### Source excerpt
START

Timeline Historical Dictionary
First posted on July 15th 2004, last revised on October 10th 2005



Narratives : History of North Africa
http://www.zum.de/whkmla/sat/texts/narrnafrica.html


The history of North Africa has been greatly influenced by the environment - bordering on the Atlantic in the west, the Mediterranean in the north, the Red Sea in the east and the Sahara desert in the south. The climatic conditions of North Africa are similar to those of the Near East, with which it has close historical ties.
Within North Africa, the Nile valley (Egypt, Nubia) and the Maghreb region (Carthago-Tunis, Algeria, Morocco) have produced the better known civilizations. Yet the Sahara was not alweays as barren as it is today, as cave paintings a few millennia old prove. The history of North Africa has ben characterized by interaction with the regions to the south of the Sahara and to the north of the Mediterranean. And the inhabitants of the Sahara region have contributed their share; the Almoravid Dynasty emerged in the region of modern Western Sahara/Mauritania.

Egypt produced one of the world's most ancient civilizations, original and introverted. Irrigation culture laid the foundation for a civilization which emphasized the afterlife. The wealth of Egypt has attracted numerous conquerors. The Egyptian civilization has most significantly influenced the development of her southern neighbour, Nubia (Kush). Egypt has submitted to numerous conquerors, but, for a long time, maintained her culture. The conquerors exerting the greatest impact were the Greeks; Greek was the language of administration during the Ptolemaic Dynasty, Roman rule and Byzaninian rule. When christianity was inroduced, the christian community of Egypt - the Copts - developed the Coptic alphabet, based on the Greek alphabet. The decision to close pagan institutions by Theodosius in the 390es ended ancient Egyptian civilization; the hieroglyphic script was no longer used.

END

(Photo object pointing rows)
START

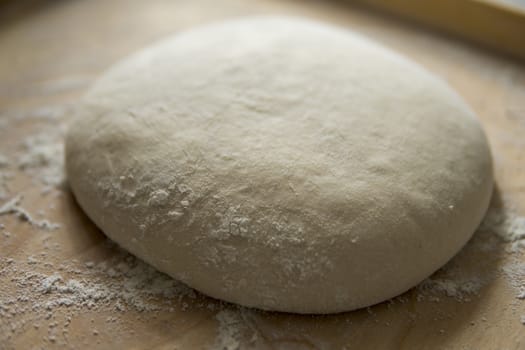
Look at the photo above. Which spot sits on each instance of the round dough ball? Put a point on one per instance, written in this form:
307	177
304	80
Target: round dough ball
281	164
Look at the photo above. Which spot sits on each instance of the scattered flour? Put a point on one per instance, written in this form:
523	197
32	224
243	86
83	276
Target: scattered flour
39	290
509	227
13	207
42	157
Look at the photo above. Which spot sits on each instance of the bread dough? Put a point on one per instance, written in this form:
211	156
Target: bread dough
280	163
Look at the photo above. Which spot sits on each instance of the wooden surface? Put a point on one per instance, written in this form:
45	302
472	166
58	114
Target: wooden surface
496	25
49	54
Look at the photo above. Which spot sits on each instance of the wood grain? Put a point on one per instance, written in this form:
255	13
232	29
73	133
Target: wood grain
51	51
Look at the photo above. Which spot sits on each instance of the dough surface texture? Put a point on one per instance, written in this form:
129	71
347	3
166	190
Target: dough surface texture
280	163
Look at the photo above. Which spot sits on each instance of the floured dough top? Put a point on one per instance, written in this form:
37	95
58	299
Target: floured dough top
280	163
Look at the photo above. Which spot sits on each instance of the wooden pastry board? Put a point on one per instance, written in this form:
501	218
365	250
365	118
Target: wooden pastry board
50	51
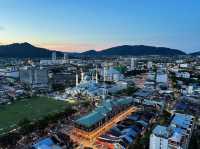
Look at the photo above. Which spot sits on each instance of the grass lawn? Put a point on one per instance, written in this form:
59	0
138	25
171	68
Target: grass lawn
33	108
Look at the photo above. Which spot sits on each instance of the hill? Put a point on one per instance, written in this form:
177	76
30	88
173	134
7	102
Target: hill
195	53
137	50
24	50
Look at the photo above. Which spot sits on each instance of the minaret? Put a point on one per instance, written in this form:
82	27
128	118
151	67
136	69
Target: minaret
82	75
53	55
96	75
76	79
132	63
104	74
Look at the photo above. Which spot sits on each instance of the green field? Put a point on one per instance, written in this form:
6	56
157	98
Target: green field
33	109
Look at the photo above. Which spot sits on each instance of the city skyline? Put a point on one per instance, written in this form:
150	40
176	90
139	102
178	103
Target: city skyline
84	25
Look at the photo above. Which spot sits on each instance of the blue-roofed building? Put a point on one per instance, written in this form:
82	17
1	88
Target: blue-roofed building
104	112
46	143
176	135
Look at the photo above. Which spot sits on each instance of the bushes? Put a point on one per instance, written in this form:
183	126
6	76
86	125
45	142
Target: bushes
26	126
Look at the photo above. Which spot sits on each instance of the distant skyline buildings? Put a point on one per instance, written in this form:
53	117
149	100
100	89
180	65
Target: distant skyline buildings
76	26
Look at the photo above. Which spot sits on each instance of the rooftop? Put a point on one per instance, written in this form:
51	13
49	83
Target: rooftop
101	111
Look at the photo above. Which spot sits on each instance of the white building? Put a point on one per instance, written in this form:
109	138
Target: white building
111	74
149	65
35	77
176	136
183	75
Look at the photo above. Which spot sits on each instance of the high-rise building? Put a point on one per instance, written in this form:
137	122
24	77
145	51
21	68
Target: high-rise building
35	77
53	55
176	136
133	63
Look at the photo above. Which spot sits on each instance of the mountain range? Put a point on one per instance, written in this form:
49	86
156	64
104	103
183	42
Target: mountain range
26	50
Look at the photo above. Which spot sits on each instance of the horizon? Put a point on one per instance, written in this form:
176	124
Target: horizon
38	46
70	26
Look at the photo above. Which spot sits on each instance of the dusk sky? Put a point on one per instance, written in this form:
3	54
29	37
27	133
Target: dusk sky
78	25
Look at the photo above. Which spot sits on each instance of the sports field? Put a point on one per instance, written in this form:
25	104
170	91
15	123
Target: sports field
33	109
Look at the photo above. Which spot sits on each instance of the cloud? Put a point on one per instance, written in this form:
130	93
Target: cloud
2	28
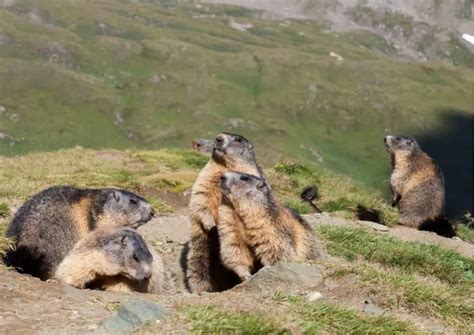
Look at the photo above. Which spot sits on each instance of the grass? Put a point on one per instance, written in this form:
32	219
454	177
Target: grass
339	194
144	172
294	100
323	317
408	257
211	319
450	303
310	318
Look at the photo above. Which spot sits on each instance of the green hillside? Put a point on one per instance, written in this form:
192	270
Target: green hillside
132	74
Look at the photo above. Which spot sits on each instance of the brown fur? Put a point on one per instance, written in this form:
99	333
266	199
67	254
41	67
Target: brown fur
266	233
203	272
417	182
47	226
88	266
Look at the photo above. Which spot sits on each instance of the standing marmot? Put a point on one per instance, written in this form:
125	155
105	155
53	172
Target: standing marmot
47	226
204	268
113	259
417	185
268	232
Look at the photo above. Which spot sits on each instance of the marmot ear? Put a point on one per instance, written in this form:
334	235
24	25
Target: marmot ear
261	185
124	241
116	195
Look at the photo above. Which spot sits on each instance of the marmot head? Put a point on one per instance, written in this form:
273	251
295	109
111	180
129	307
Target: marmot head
126	249
401	144
202	145
126	208
230	149
245	191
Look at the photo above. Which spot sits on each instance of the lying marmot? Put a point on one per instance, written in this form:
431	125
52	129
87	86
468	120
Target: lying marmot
417	185
268	232
204	268
47	226
114	259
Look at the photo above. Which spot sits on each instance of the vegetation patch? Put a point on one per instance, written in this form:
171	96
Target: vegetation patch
427	260
339	194
213	320
323	317
452	304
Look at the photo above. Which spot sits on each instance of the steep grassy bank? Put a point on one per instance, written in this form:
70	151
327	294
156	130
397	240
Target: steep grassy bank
123	74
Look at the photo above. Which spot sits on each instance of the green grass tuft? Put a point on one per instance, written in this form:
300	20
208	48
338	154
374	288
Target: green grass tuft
410	257
338	193
453	305
4	210
323	317
213	320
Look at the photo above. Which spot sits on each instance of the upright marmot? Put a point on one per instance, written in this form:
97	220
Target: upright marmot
204	268
417	185
268	232
47	226
114	259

END

### What is asked
a. According to the North Africa history text, in what region did the Almoravid Dynasty emerge?
b. Using the North Africa history text, explain what brought ancient Egyptian civilization to an end.
These rows come from a separate source.

### Answer list
a. The Almoravid Dynasty emerged in the region of modern Western Sahara/Mauritania.

b. Theodosius's decision in the 390s to close pagan institutions ended ancient Egyptian civilization. After that, the hieroglyphic script was no longer used.